**Written exercise**
Copy each of the rows below word for word, but leave the pictures out of your answer.

## Start Provided entries

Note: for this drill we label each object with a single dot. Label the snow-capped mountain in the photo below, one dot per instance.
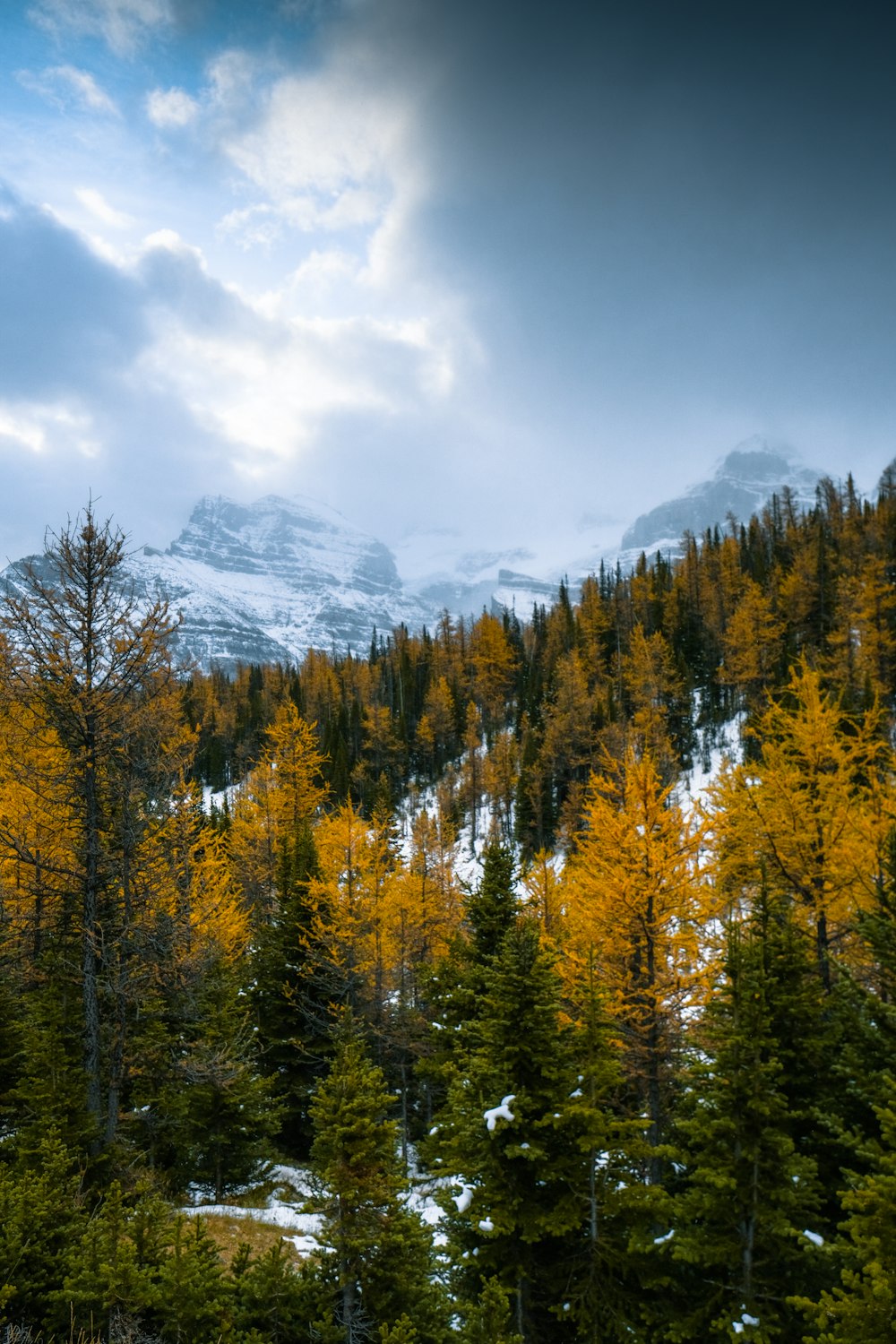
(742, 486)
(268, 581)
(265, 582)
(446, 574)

## End Provided entries

**Written answer**
Note: for this drill we label each object with a single dot. Label the snow-capped mountain in the photo below, one dot per instance.
(742, 486)
(268, 581)
(265, 582)
(446, 574)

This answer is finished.